* [GIVEN REQUEST] Show each line in the entries below that contains the word "bikini", copied in full. Matches must have the same case.

(Image location labeling entries)
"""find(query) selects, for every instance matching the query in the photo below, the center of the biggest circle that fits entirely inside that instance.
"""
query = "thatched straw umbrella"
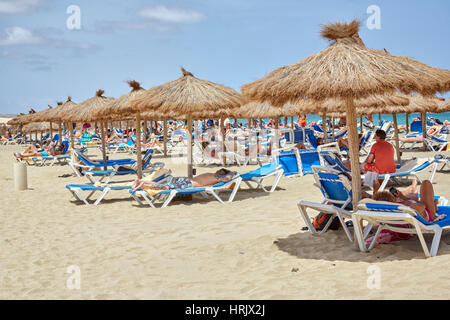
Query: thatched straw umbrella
(188, 96)
(57, 116)
(85, 112)
(347, 70)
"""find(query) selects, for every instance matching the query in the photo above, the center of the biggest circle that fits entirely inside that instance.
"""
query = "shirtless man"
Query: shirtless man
(202, 180)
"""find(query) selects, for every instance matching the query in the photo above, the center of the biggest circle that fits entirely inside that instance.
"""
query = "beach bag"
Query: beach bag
(321, 220)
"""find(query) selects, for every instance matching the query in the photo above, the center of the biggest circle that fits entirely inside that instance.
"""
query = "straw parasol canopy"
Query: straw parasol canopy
(85, 111)
(45, 115)
(37, 127)
(191, 98)
(347, 69)
(121, 106)
(22, 119)
(188, 95)
(443, 106)
(254, 110)
(60, 110)
(339, 104)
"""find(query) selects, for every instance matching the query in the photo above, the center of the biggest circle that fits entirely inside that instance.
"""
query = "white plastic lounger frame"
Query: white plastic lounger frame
(204, 191)
(429, 164)
(278, 173)
(337, 208)
(387, 215)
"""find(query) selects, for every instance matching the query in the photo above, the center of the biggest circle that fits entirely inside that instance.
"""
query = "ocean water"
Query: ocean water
(401, 118)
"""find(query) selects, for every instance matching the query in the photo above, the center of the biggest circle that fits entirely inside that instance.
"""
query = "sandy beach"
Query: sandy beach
(252, 248)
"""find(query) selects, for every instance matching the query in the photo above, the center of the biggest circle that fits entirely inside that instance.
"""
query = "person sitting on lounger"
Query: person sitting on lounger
(33, 151)
(426, 206)
(433, 131)
(202, 180)
(152, 143)
(7, 136)
(343, 143)
(301, 145)
(381, 156)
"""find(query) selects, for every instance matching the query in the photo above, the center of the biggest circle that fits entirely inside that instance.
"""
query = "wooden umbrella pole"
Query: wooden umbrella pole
(138, 144)
(354, 151)
(324, 128)
(102, 128)
(189, 135)
(222, 141)
(277, 141)
(332, 129)
(51, 130)
(397, 144)
(165, 138)
(360, 124)
(407, 123)
(424, 129)
(72, 137)
(60, 132)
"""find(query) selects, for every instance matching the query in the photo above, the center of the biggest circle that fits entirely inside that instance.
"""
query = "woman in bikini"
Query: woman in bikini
(202, 180)
(426, 207)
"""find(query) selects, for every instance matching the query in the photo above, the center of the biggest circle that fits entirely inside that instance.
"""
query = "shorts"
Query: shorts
(179, 183)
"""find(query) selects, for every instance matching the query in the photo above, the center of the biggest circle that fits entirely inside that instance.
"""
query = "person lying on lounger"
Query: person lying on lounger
(7, 136)
(433, 131)
(33, 151)
(301, 145)
(343, 143)
(426, 206)
(202, 180)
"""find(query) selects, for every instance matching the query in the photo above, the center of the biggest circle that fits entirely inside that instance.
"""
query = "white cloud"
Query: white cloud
(17, 6)
(18, 36)
(164, 14)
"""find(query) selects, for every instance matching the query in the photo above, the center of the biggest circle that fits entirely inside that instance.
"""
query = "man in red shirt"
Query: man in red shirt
(381, 157)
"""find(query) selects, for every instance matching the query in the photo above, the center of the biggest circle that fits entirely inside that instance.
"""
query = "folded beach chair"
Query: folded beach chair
(258, 175)
(77, 189)
(124, 169)
(337, 193)
(151, 196)
(387, 215)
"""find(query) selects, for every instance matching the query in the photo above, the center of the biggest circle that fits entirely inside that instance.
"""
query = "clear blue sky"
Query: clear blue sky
(231, 42)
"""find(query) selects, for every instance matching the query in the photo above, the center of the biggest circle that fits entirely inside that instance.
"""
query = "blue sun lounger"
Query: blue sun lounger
(337, 200)
(77, 189)
(120, 170)
(167, 195)
(258, 175)
(386, 215)
(88, 164)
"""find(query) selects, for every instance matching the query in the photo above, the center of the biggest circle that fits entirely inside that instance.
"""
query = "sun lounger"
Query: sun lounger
(389, 216)
(337, 201)
(85, 163)
(410, 168)
(77, 189)
(167, 195)
(122, 169)
(259, 175)
(436, 144)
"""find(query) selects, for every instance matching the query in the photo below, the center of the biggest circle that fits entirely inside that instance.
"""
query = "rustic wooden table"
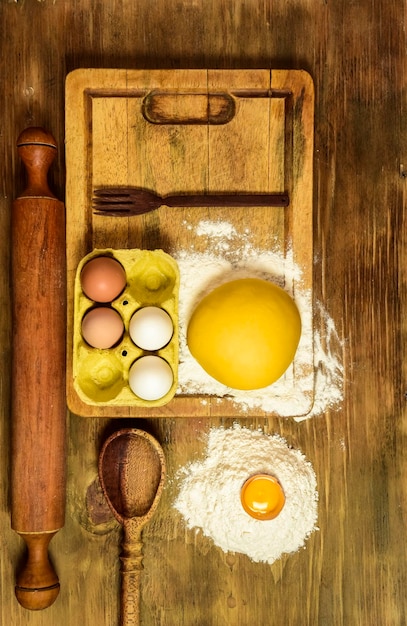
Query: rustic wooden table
(353, 571)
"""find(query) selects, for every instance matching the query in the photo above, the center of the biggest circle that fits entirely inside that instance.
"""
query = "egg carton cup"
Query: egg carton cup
(101, 376)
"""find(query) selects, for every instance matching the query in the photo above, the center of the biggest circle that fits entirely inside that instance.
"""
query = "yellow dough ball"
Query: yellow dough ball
(245, 333)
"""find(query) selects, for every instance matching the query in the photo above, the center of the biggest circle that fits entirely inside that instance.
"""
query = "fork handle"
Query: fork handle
(228, 200)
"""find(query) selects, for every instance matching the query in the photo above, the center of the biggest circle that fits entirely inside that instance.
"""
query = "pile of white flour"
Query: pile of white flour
(209, 494)
(209, 489)
(228, 256)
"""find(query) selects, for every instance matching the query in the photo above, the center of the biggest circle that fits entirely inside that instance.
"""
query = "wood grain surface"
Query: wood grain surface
(353, 571)
(267, 147)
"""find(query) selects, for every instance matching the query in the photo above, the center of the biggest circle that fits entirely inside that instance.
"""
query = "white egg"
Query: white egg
(150, 377)
(151, 328)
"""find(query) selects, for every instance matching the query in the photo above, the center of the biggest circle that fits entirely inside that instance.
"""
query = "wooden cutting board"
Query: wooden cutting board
(190, 131)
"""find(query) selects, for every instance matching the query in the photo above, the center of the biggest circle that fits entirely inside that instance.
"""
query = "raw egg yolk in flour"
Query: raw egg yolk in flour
(245, 333)
(262, 497)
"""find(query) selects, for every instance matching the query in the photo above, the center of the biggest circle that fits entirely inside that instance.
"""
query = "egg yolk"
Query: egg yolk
(245, 333)
(262, 497)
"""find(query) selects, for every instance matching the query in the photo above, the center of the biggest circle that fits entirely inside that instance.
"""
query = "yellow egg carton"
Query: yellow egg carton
(101, 375)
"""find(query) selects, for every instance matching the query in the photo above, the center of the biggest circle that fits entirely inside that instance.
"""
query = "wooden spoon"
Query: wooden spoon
(131, 473)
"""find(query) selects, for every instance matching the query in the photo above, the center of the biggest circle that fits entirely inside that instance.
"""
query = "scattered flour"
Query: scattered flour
(318, 381)
(209, 494)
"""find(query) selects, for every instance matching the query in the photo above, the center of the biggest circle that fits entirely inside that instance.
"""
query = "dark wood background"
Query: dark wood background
(354, 570)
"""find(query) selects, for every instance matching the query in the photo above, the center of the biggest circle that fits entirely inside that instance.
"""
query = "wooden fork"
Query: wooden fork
(126, 201)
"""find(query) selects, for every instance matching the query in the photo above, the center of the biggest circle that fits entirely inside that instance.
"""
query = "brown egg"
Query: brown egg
(102, 327)
(103, 279)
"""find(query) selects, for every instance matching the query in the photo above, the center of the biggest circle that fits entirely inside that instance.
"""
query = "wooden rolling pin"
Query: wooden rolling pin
(38, 370)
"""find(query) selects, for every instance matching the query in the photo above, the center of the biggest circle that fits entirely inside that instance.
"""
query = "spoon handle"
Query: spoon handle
(131, 566)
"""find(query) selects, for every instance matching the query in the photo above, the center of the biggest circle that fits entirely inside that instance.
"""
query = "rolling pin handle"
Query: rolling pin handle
(37, 585)
(37, 149)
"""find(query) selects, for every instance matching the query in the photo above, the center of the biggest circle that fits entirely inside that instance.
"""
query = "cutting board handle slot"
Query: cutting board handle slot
(177, 107)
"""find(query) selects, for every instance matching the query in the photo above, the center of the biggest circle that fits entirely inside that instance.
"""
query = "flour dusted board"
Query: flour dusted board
(190, 131)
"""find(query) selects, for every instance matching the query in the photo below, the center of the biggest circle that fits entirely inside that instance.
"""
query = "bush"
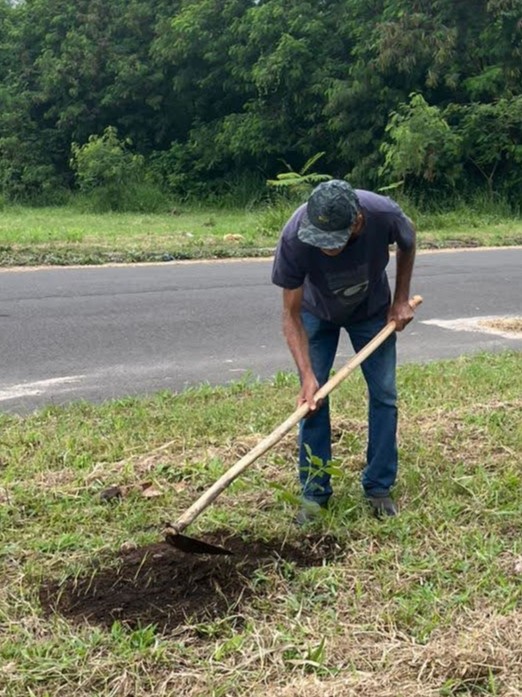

* [EXPECTED ANSWER]
query = "woman in bikini"
Query: woman in bikini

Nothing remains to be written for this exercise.